### [Exercise details]
Rewrite the records below with every "orange" swapped for "amber", keeping all other text unchanged. Omit the pictures from your output.
─── Task data ───
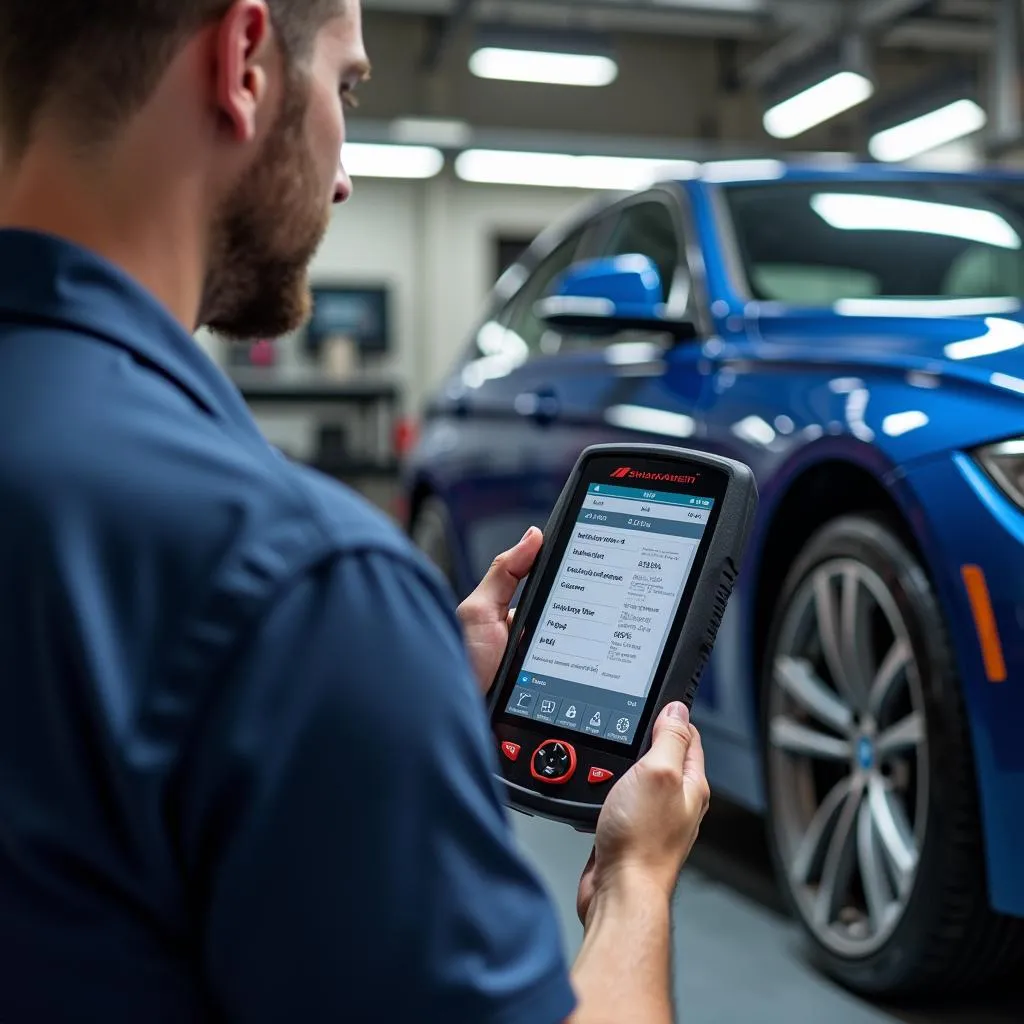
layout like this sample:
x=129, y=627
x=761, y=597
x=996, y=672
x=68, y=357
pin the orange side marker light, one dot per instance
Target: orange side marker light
x=984, y=622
───
### [Result]
layout like this sample:
x=129, y=627
x=761, y=597
x=996, y=672
x=68, y=357
pin the amber side marker light, one dot per instance
Target: amber side marker light
x=984, y=622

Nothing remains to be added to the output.